Please rewrite the records with every "cockpit windshield" changed to "aircraft windshield" and nothing else altered, leaving out the pictures.

*Data shown*:

====

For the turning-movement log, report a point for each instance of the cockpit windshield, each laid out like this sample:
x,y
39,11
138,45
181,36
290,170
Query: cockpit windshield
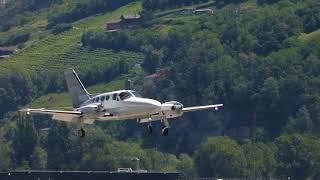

====

*Final answer*:
For the turning-movement log, report a point for each instance of the aircraft windshield, each laid out like this sample:
x,y
39,11
138,45
181,36
290,170
Query: aircraft windshield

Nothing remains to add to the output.